RAW DATA START

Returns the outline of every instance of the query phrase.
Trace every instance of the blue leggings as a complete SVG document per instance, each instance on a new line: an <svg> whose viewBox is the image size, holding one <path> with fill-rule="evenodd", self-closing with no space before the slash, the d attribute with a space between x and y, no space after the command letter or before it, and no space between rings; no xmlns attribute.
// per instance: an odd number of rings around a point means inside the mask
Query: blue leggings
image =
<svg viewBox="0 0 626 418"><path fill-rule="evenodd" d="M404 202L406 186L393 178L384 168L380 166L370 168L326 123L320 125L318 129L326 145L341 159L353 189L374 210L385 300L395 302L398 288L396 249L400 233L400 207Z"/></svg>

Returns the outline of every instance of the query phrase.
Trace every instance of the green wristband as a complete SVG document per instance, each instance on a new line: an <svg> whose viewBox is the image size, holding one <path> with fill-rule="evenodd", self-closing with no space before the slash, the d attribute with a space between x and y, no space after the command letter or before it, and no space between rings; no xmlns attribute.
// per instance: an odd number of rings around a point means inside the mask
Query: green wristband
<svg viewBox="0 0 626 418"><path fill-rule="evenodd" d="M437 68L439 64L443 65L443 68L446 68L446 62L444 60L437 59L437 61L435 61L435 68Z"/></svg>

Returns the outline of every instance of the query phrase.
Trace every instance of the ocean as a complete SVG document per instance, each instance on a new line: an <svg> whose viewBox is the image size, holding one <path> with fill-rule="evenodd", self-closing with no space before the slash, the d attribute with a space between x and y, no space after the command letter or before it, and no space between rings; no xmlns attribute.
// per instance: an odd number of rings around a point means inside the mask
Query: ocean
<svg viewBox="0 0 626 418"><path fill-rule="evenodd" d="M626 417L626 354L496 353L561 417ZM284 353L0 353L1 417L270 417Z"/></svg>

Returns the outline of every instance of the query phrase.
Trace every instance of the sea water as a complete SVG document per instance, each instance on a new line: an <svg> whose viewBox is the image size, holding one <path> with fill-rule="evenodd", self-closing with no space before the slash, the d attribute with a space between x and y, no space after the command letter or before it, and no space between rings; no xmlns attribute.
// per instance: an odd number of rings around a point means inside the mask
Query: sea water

RAW DATA END

What is the number of lines in the records that hold the word "size"? Answer with that number only.

4